Another example is, and the minister mentioned briefly, forestry. It does not make a lot of sense, from a sustainability environmental kind of an angle, to take a process which is there to be followed by companies like Louisiana-Pacific and mess around with that process simply to allow the company easier access to our timber in the Parkland Region. The government took that process and split it in two, allowed the company to do an environmental impact assessment of the plant first and then at some point later decided that then maybe we will see if there are enough trees to run through this plant and whether we have got enough wood, in fact, to satisfy the needs of Louisiana-Pacific.

Common sense tells us that you would do that all at once or, if the government was really intent on splitting the process, find out if there are enough trees first and then build the plant and do the environmental assessment on the plant then. That makes sense from a sustainability point of view. It does not, however, jibe with this government's big-business attitude towards purely developing what we have in rural Manitoba. It does not jibe with this government's pro big business kind of an attitude, pro corporate transnational corporation attitude that says that this government's role in life is to simply jig the system so that big business and multinational corporations can make huge profits and cut away at its will, clear-cut in our parts of the province.

What I would like to do is speak briefly about where this government can look to get some good, solid advice on how to approach issues of sustainability and issues of the environment. Now, I know the background of the Minister of Environment (Mr. Cummings) and I know that the minister and I represent similar parts of the world here in the Parkland area. We have a large agricultural base and many commonalities between our two ridings.

What I would suggest to the minister and to other government members is that we take a good lesson, good hard look and learn from what our farmers are doing out there that are very sustainable agricultural practices. The sustainable practices in agriculture can very easily be transmitted to sustainable practices generally in the environment.

■ RECORDED INFORMATION ■
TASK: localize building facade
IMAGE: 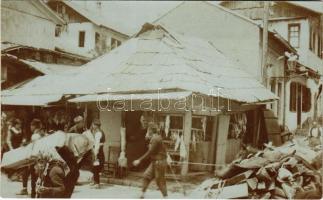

■ EXERCISE PROMPT ■
In the excerpted speech, what did the government allow Louisiana-Pacific to do first after splitting the process in two?

■ TASK SOLUTION ■
It allowed the company to do an environmental impact assessment of the plant first.